== Dataset excerpts
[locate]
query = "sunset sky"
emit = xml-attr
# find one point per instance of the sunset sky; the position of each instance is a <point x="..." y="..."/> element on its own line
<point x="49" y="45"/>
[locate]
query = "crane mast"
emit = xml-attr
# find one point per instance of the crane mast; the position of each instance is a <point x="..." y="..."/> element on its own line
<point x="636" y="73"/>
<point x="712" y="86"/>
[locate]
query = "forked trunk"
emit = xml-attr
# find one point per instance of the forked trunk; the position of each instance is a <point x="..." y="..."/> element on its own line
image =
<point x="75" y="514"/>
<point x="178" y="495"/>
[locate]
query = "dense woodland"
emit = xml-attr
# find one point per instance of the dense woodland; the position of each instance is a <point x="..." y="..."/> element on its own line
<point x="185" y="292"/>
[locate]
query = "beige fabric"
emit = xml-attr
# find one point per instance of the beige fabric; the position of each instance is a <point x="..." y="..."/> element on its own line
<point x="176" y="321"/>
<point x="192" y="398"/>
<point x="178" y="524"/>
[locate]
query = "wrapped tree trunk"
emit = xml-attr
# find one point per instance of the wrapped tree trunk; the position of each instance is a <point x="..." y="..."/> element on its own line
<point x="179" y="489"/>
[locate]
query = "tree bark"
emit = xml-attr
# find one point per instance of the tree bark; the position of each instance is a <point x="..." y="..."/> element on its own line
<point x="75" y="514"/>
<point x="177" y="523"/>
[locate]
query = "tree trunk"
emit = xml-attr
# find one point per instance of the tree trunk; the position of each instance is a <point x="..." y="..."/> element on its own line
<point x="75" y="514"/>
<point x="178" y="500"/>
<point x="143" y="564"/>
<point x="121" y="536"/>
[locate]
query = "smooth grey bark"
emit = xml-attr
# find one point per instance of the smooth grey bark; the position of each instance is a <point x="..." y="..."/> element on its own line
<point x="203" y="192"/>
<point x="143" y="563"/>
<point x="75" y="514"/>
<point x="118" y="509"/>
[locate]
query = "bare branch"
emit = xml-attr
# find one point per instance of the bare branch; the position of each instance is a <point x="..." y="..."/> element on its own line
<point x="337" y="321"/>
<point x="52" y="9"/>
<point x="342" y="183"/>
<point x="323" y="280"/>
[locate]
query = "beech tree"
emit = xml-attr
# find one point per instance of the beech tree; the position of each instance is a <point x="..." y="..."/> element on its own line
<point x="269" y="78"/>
====
# Job
Output the entries verbatim.

# Exercise answer
[locate]
query = "sunset sky"
emit = xml-attr
# find one point per instance of the sunset sky; the position of each instance is a <point x="..." y="..."/> element on its own line
<point x="49" y="45"/>
[locate]
query = "crane mast"
emit = xml-attr
# find one point per instance of the crane mast; the position of each instance is a <point x="..." y="..."/> element on its own line
<point x="636" y="73"/>
<point x="712" y="86"/>
[locate]
query = "forked trunk"
emit = xml-attr
# find one point per instance of the forked trunk; the position of each instance is a <point x="..." y="..."/> element on its own line
image =
<point x="75" y="514"/>
<point x="178" y="495"/>
[locate]
query = "dense woodland"
emit = xml-attr
# find one point per instance of the dense woodland; the position of each instance is a <point x="..." y="..."/> element on its own line
<point x="185" y="292"/>
[locate]
query = "beige fabric"
emit = xml-attr
# find one point per instance of the beige fabric; the position of each instance is a <point x="..." y="..."/> element on its own line
<point x="176" y="321"/>
<point x="192" y="398"/>
<point x="178" y="524"/>
[locate]
query = "wrapped tree trunk"
emit = xml-attr
# find one point per instance of the wrapped tree trunk; the position of each instance is a <point x="..." y="..."/> element on its own line
<point x="179" y="489"/>
[locate]
query = "tree bark"
emit = xml-attr
# find one point per instance of the tree bark; the position of each instance is a <point x="..." y="..."/> element on its own line
<point x="75" y="514"/>
<point x="177" y="523"/>
[locate]
query = "tree trunk"
emit = xml-attr
# find one point per instance of the tree trunk; the position of each instance is a <point x="..." y="..."/> element on its own line
<point x="75" y="514"/>
<point x="178" y="500"/>
<point x="143" y="564"/>
<point x="121" y="536"/>
[locate]
query = "smooth grey bark"
emit = xml-attr
# find one point per instance of the smooth grey bark; the position of each instance is a <point x="..." y="..."/> element on its own line
<point x="203" y="192"/>
<point x="143" y="563"/>
<point x="75" y="514"/>
<point x="118" y="509"/>
[locate]
query = "bare branch"
emit = xml-attr
# find one point per instance of the bare branch; the position of each instance is a <point x="..." y="..."/> element on its own line
<point x="337" y="321"/>
<point x="52" y="9"/>
<point x="342" y="183"/>
<point x="323" y="280"/>
[locate]
query = "beech tree"
emit = xml-attr
# find one point per instance of the beech tree; the position of each instance is a <point x="..." y="..."/> element on its own line
<point x="269" y="78"/>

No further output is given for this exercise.